- _Exercise instructions_
Write out every entry exactly as it stands.

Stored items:
== Segment start ==

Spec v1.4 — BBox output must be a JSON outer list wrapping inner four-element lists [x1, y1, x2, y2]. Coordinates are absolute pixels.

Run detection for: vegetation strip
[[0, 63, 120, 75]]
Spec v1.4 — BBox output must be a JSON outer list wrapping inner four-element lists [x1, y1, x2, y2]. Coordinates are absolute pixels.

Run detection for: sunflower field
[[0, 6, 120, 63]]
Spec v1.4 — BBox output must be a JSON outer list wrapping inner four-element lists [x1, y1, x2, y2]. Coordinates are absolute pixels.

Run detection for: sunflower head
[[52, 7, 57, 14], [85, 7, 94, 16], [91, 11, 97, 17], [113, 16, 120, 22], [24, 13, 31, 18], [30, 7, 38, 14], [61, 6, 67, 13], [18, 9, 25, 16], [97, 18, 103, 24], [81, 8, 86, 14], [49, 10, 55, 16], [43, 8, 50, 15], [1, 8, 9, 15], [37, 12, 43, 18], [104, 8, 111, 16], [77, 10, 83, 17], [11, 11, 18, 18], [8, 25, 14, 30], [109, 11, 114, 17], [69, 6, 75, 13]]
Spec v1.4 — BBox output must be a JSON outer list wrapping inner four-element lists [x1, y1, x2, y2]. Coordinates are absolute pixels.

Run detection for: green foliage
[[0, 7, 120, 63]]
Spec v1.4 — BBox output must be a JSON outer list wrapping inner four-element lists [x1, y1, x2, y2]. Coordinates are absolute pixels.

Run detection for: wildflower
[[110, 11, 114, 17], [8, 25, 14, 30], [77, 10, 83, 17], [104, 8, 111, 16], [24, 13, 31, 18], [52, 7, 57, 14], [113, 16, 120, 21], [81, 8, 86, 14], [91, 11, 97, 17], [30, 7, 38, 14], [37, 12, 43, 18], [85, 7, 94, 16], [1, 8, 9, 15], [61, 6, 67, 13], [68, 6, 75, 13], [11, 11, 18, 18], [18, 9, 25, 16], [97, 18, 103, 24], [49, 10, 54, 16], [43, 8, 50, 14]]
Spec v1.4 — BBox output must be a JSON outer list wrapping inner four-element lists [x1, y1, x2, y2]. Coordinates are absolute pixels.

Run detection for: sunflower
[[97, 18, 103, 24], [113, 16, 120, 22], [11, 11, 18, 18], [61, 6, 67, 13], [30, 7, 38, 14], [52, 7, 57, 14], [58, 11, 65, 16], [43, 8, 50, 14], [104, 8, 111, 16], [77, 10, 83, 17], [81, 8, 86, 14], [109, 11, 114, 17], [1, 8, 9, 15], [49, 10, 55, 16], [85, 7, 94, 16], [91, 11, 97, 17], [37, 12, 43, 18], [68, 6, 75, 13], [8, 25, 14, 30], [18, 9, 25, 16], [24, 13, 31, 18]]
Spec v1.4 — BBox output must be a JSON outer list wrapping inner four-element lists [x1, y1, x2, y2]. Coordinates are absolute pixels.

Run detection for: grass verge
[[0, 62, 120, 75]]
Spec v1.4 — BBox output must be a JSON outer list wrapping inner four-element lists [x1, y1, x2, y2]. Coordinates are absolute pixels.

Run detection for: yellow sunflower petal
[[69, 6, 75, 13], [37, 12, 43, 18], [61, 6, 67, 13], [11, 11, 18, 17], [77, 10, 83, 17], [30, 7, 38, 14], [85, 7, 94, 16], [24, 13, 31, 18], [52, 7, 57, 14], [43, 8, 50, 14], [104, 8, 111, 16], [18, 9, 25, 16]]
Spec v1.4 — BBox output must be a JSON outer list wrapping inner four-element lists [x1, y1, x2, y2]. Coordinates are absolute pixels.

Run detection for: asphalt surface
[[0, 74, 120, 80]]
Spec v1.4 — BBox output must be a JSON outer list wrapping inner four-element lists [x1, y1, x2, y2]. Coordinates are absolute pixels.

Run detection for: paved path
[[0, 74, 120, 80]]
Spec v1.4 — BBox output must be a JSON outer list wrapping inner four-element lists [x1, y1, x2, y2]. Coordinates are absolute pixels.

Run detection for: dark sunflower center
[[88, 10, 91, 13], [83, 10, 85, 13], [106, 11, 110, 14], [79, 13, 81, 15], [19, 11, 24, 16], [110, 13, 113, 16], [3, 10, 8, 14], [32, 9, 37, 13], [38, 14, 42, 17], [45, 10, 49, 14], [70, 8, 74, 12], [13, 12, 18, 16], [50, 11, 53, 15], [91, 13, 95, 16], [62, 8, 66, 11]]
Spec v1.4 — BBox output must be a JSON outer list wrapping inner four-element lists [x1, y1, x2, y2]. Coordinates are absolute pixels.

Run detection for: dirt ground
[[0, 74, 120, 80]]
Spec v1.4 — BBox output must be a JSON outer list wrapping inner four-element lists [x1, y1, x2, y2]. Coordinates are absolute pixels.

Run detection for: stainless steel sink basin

== Segment end ==

- _Exercise answer_
Spec v1.4 — BBox output must be a JSON outer list wrapping inner four-element lists [x1, y1, x2, y2]. Coordinates are absolute pixels.

Run detection for: vegetation strip
[[0, 63, 120, 75]]
Spec v1.4 — BBox output must be a JSON outer list wrapping inner four-element lists [x1, y1, x2, y2]. Coordinates are absolute pixels.

Run detection for: sunflower field
[[0, 6, 120, 63]]
Spec v1.4 — BBox output must be a JSON outer list wrapping inner four-element lists [x1, y1, x2, y2]. Coordinates are absolute pixels.

Run detection for: sunflower head
[[52, 7, 57, 14], [85, 7, 94, 16], [91, 11, 97, 17], [113, 16, 120, 22], [24, 13, 31, 18], [30, 7, 38, 14], [61, 6, 67, 13], [18, 9, 25, 16], [97, 18, 103, 24], [81, 8, 86, 14], [49, 10, 55, 16], [43, 8, 50, 15], [1, 8, 9, 15], [37, 12, 43, 18], [104, 8, 111, 16], [77, 10, 83, 17], [11, 11, 18, 18], [8, 25, 14, 30], [109, 11, 114, 17], [69, 6, 75, 13]]
Spec v1.4 — BBox output must be a JSON outer list wrapping inner four-element lists [x1, y1, x2, y2]. Coordinates are absolute pixels.

Run detection for: green foliage
[[0, 7, 120, 63]]
Spec v1.4 — BBox output must be a JSON outer list wrapping inner four-element lists [x1, y1, x2, y2]. Coordinates are absolute pixels.

Run detection for: wildflower
[[110, 11, 114, 17], [8, 25, 14, 30], [77, 10, 83, 17], [104, 8, 111, 16], [24, 13, 31, 18], [52, 7, 57, 14], [113, 16, 120, 21], [81, 8, 86, 14], [91, 11, 97, 17], [30, 7, 38, 14], [37, 12, 43, 18], [85, 7, 94, 16], [1, 8, 9, 15], [61, 6, 67, 13], [68, 6, 75, 13], [11, 11, 18, 18], [18, 9, 25, 16], [97, 18, 103, 24], [49, 10, 54, 16], [43, 8, 50, 14]]
Spec v1.4 — BBox output must be a JSON outer list wrapping inner four-element lists [x1, y1, x2, y2]. Coordinates are absolute pixels.

Run detection for: sunflower
[[97, 18, 103, 24], [113, 16, 120, 22], [11, 11, 18, 18], [61, 6, 67, 13], [30, 7, 38, 14], [52, 7, 57, 14], [58, 11, 65, 16], [43, 8, 50, 14], [104, 8, 111, 16], [77, 10, 83, 17], [81, 8, 86, 14], [109, 11, 114, 17], [1, 8, 9, 15], [49, 10, 55, 16], [85, 7, 94, 16], [91, 11, 97, 17], [37, 12, 43, 18], [68, 6, 75, 13], [8, 25, 14, 30], [18, 9, 25, 16], [24, 13, 31, 18]]
Spec v1.4 — BBox output must be a JSON outer list wrapping inner four-element lists [x1, y1, x2, y2]. Coordinates are absolute pixels.

Run detection for: grass verge
[[0, 62, 120, 75]]
Spec v1.4 — BBox output must be a JSON outer list wrapping inner four-element lists [x1, y1, x2, y2]. Coordinates are absolute pixels.

Run detection for: yellow sunflower petal
[[69, 6, 75, 13], [37, 12, 43, 18], [61, 6, 67, 13], [11, 11, 18, 17], [77, 10, 83, 17], [30, 7, 38, 14], [85, 7, 94, 16], [24, 13, 31, 18], [52, 7, 57, 14], [43, 8, 50, 14], [104, 8, 111, 16], [18, 9, 25, 16]]
Spec v1.4 — BBox output must be a JSON outer list wrapping inner four-element lists [x1, y1, x2, y2]. Coordinates are absolute pixels.

Run detection for: asphalt surface
[[0, 74, 120, 80]]
Spec v1.4 — BBox output must be a JSON outer list wrapping inner four-element lists [x1, y1, x2, y2]. Coordinates are absolute pixels.

Run detection for: paved path
[[0, 74, 120, 80]]
Spec v1.4 — BBox output must be a JSON outer list wrapping inner four-element lists [x1, y1, x2, y2]. Coordinates are absolute pixels.

Run detection for: dark sunflower center
[[88, 10, 91, 13], [83, 10, 85, 13], [106, 11, 110, 14], [79, 13, 81, 15], [19, 11, 24, 16], [110, 13, 113, 16], [3, 10, 8, 14], [32, 9, 37, 13], [38, 14, 42, 17], [45, 10, 49, 14], [70, 8, 74, 12], [13, 12, 18, 16], [50, 11, 53, 15], [91, 13, 95, 16], [62, 8, 66, 11]]
Spec v1.4 — BBox output must be a JSON outer list wrapping inner four-element lists [x1, y1, x2, y2]. Coordinates are absolute pixels.

Run detection for: dirt ground
[[0, 74, 120, 80]]
Spec v1.4 — BBox output must be a JSON outer list wrapping inner four-element lists [x1, y1, x2, y2]. Coordinates are absolute pixels.

Run detection for: stainless steel sink basin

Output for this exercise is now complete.